### Tâches à réaliser
1/ Dans l'entretien sur Caparo ci-dessous, réécrivez plus brièvement le paragraphe qui commence par « Dans le cas de Caparo » en gardant ses faits principaux.
2/ Reprenez l'entretien sur Caparo ci-dessous là où il s'interrompt et poursuivez-le.

### Texte source
KEK : Les histoires comme celle évoquée dans Caparo ont plusieurs strates. Elles peuvent être drôles, comme profondément tristes. Mais toutes parlent de situations qui sont importantes à mes yeux. Encore une fois, je ne voulais pas traduire littéralement l’histoire racontée dans le film, même si, d’une certaine manière c’est ce que j’ai fait en la mettant en image. Mon processus a été de décortiquer toute l’histoire que mon père raconte en me demandant quels étaient les mots clés, les mots importants. Je suis en suite allée sur internet pour chercher des images qui pouvaient représenter les différentes étapes de l’histoire, à la manière d’un rébus. Et comme tu le dis, les manques, les incompréhensions, les trous me conviennent très bien, et je cherche même à en jouer. La nature des images que je sélectionne n’a pas d’importance pour moi : il peut s’agir d’images très pixelisées trouvées sur internet, comme de captures d’écrans, de photos issues de banques d’images ou de mon téléphone. Pour moi, l’important n’est pas de savoir d’où provient cette image mais plutôt de savoir ce qu’elle dit. Pour cette raison, j’essaye, selon les histoires, de les traduire avec des médiums complètement différents. 

Karima El Karmoudi, Caparo, 2019. Crédits : Karima El Karmoudi

Dans le cas de Caparo, je n’avais aucune envie d’ajouter des sous-titres parce que je ne voulais pas que les personnes qui regardent la vidéo puissent avoir une compréhension totale de l’histoire, de son début à sa fin. Ce qui m’intéresse davantage, c’est l’idée que le public expérimente une situation d’incompréhension, à l’instar des personnes qui ne parlent pas la langue du pays dans lequel elles se trouvent : si je vais en Allemagne et que j’allume la télévision, je ne vais rien comprendre, mais je vais me concentrer sur les images et essayer de me faire ma propre interprétation de ce qui est montré, même si elle ne sera pas forcément exacte. Il y aura des trous, des incompréhensions, mais c’est le jeu. J’ai également rencontré cette problématique lorsque j’ai travaillé sur l’analphabétisation et la manière d’évoluer dans des environnements tels que les magasins. Comment fait-on pour faire ses courses lorsqu’on ne sait pas lire un chiffre, et donc un prix ? Bien sûr certains systèmes se mettent en place, mais ce sont des systèmes D, car il n’y a pas le choix de faire autrement.

### Entrées d'un jeu de données
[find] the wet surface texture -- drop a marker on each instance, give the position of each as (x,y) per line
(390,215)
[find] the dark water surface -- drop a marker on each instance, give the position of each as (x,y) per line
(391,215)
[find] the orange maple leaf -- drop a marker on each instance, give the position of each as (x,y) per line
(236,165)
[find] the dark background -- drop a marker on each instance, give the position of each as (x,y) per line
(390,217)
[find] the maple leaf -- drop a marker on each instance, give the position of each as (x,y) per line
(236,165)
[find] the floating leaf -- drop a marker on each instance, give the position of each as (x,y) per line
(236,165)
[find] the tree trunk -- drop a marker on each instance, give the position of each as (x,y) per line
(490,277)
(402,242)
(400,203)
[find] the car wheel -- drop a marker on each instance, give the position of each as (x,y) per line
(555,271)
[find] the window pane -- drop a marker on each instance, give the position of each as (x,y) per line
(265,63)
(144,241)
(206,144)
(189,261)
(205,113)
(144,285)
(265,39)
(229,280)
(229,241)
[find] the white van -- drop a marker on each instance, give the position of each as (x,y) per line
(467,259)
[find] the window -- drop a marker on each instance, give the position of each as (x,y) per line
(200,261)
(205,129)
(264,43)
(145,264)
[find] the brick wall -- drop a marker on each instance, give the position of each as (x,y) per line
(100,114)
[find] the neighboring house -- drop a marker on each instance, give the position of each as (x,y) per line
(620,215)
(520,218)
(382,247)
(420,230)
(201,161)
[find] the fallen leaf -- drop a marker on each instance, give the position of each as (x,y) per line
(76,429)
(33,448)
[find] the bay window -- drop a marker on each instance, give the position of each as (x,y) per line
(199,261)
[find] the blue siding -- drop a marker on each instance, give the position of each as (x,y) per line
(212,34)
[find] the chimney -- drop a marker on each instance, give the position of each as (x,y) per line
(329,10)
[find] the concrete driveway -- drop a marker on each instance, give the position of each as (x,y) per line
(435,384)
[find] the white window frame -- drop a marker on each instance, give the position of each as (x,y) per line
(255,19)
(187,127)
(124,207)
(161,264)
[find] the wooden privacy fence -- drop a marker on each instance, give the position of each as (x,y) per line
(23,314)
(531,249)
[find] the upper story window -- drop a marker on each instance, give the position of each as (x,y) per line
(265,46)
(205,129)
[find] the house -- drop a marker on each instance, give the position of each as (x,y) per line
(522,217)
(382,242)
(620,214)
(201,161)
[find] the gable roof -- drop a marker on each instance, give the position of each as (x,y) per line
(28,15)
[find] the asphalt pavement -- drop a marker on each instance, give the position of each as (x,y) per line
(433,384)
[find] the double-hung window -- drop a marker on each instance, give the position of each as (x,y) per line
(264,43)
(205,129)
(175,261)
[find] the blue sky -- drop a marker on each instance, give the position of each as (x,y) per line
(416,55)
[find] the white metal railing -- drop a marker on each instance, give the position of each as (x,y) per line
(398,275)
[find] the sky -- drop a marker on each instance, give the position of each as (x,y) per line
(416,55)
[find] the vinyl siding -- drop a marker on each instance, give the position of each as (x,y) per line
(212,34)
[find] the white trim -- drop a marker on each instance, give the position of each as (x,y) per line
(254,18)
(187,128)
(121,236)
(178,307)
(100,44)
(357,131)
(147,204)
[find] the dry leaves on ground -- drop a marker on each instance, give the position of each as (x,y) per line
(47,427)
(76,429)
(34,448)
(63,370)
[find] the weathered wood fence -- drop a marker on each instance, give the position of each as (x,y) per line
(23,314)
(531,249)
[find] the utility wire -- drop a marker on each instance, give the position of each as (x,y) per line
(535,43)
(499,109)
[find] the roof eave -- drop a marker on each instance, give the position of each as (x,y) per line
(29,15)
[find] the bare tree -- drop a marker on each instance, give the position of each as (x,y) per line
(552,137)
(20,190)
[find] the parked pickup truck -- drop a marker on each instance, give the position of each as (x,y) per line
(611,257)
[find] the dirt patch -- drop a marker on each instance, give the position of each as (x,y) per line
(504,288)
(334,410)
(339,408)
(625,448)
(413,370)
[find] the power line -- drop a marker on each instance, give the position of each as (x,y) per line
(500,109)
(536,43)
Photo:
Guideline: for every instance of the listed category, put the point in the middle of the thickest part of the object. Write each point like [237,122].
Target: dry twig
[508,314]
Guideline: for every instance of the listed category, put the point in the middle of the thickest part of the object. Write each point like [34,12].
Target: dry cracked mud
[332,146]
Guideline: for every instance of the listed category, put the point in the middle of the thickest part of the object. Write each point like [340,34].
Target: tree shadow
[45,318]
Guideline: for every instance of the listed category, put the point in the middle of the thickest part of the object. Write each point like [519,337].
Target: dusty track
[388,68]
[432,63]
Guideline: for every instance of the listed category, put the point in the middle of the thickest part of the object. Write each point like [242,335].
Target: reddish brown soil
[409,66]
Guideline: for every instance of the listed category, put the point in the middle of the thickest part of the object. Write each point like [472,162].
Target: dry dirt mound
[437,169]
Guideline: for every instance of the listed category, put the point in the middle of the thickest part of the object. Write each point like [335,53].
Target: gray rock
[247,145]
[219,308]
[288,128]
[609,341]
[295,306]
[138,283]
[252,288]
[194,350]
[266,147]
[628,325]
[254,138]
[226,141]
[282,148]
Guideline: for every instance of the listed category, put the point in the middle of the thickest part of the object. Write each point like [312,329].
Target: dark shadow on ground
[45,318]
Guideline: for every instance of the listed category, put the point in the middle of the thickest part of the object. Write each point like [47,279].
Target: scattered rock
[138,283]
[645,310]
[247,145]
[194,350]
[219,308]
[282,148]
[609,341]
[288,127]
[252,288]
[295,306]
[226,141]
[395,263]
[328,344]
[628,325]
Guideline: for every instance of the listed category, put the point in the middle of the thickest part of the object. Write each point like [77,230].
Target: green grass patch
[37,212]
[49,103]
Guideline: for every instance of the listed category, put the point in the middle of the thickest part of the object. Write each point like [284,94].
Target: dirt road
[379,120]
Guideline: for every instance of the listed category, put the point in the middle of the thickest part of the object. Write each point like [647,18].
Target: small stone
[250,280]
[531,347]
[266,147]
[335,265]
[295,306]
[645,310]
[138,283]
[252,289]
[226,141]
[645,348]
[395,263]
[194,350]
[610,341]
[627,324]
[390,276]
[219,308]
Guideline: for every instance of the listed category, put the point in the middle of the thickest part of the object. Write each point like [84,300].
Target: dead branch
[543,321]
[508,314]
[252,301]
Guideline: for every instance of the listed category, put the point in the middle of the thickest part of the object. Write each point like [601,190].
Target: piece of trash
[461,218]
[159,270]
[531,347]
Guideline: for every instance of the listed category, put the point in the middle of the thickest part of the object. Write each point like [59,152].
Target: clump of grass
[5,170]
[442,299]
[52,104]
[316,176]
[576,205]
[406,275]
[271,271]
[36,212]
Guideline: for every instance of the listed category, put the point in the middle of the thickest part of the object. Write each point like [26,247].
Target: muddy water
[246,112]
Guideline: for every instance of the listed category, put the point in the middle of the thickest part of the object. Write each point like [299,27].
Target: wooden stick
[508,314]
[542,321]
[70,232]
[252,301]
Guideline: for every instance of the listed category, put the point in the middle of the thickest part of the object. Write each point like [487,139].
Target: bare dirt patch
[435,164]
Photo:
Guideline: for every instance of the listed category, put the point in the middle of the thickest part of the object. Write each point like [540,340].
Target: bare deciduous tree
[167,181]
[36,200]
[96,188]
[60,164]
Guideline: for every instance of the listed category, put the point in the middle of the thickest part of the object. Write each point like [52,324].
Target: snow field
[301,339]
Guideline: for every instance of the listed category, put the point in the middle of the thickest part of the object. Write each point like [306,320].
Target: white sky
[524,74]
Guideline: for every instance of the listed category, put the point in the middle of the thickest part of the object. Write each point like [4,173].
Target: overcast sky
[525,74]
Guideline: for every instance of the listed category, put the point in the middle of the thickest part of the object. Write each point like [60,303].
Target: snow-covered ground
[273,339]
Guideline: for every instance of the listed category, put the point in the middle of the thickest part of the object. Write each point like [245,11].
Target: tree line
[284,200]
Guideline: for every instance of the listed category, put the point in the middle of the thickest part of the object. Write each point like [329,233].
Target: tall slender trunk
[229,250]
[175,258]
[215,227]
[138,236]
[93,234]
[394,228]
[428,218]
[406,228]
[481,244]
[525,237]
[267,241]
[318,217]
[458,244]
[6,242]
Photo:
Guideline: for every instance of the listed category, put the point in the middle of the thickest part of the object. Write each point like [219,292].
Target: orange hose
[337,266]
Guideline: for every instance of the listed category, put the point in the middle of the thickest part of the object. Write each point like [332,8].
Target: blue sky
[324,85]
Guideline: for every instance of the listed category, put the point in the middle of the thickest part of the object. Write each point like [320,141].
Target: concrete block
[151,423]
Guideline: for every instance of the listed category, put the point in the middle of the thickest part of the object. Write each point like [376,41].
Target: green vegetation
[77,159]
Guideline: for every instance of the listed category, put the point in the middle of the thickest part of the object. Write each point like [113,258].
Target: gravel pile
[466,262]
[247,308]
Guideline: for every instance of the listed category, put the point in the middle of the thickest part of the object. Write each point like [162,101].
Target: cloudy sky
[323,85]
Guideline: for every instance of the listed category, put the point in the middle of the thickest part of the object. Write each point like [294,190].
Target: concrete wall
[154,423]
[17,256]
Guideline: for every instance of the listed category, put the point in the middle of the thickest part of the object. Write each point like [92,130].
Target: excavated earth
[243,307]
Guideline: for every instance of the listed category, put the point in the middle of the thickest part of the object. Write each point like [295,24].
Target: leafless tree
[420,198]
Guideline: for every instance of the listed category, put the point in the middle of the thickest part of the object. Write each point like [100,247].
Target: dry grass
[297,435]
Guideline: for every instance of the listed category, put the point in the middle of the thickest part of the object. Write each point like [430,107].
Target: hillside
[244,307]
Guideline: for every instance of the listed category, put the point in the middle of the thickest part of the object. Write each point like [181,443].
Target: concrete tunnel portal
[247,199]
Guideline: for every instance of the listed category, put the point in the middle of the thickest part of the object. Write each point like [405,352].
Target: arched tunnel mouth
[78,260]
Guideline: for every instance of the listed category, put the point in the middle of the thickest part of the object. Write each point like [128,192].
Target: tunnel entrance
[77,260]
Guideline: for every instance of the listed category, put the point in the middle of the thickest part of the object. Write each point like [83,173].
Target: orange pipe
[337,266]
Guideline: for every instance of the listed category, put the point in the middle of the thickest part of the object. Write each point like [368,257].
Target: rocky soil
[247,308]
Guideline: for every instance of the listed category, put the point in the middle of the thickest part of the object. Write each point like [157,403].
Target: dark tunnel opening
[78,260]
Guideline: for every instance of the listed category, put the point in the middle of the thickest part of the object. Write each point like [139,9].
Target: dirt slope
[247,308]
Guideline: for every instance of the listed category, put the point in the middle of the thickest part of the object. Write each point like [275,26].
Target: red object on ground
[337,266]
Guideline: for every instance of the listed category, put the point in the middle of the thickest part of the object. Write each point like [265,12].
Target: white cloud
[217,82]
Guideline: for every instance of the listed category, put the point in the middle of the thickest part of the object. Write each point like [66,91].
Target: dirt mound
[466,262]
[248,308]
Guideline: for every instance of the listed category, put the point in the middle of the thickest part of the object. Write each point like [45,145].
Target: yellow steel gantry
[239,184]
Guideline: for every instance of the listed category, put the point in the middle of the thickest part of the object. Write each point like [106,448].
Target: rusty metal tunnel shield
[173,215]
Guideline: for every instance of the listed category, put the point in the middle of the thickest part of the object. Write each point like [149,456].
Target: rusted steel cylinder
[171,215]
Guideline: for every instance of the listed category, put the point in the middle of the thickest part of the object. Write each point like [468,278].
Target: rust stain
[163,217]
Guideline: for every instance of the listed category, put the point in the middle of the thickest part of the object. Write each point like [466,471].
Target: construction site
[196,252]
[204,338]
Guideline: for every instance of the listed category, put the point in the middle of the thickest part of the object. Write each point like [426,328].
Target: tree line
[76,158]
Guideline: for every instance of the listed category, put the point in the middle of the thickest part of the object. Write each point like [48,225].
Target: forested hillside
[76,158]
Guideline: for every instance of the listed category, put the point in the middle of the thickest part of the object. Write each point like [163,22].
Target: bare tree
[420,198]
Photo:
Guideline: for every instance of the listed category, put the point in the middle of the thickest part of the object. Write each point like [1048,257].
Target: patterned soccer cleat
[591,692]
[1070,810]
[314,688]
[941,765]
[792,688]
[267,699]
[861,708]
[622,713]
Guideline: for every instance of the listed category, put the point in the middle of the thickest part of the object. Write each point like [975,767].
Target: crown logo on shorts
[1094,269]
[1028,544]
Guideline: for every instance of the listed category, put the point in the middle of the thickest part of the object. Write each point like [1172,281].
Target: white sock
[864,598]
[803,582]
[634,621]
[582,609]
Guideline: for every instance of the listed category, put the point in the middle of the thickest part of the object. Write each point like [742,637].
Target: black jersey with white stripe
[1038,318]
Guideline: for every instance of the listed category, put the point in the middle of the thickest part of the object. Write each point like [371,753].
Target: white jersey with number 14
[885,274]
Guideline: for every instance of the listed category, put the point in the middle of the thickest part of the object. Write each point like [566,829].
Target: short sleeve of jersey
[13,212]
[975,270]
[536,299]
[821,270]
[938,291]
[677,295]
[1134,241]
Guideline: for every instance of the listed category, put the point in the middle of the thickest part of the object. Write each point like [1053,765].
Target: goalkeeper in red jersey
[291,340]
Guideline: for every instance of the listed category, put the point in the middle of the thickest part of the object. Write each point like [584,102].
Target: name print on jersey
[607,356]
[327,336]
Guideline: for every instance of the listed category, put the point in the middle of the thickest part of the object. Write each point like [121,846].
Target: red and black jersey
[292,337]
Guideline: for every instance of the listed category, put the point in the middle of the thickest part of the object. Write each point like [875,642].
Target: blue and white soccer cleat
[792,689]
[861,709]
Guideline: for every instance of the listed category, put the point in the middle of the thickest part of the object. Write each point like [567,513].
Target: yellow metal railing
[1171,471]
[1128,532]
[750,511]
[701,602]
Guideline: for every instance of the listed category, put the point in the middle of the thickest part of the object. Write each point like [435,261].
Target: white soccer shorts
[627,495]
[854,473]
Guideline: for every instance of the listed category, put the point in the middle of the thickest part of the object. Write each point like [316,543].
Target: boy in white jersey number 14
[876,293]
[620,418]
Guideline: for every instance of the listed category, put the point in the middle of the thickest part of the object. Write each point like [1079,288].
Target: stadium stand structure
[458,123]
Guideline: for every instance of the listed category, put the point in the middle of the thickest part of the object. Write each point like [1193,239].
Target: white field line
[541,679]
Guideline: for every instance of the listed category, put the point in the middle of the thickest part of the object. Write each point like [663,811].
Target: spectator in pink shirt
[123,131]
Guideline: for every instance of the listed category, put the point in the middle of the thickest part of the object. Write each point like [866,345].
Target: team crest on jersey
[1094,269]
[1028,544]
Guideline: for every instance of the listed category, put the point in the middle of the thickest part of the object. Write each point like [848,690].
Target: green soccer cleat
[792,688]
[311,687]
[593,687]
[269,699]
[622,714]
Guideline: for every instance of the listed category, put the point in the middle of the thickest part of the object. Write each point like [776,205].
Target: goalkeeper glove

### Réponses par tâche
1/ Pour Caparo, je n'ai pas voulu de sous-titres : je ne souhaitais pas que le public comprenne toute l'histoire du début à la fin. Ce qui m'intéresse, c'est qu'il vive une situation d'incompréhension, comme quelqu'un qui ne parle pas la langue du pays où il se trouve. Si j'allume la télévision en Allemagne, je ne comprends rien, mais je me concentre sur les images et je m'en fais ma propre interprétation, même inexacte. Les trous et les incompréhensions font partie du jeu. J'ai retrouvé cette question en travaillant sur l'analphabétisation et sur la façon de se débrouiller dans des lieux comme les magasins : comment faire ses courses sans savoir lire un chiffre, donc un prix ? Des systèmes D se mettent en place, faute d'autre choix.

2/
CRR : Il arrive même qu’à partir de situations d’incompréhension qui pourraient sembler incommodantes, tu réussisses à créer du dialogue. Je pense notamment aux visites d’ateliers que tu as menées lors de ta résidence à Triangle-Astérides et qui étaient destinées des élèves allophones, dont certain·es ne parlaient pas un mot de français. Comment as-tu réussi à « contourner », pour reprendre tes termes, la barrière de la langue, et à créer ce rapport d’égalité face à la langue parlée ou non, et à te faire comprendre tout en ouvrant un espace de parole et d’échange pour chacun·e là où l’on aurait pu penser le dialogue tout bonnement impossible ?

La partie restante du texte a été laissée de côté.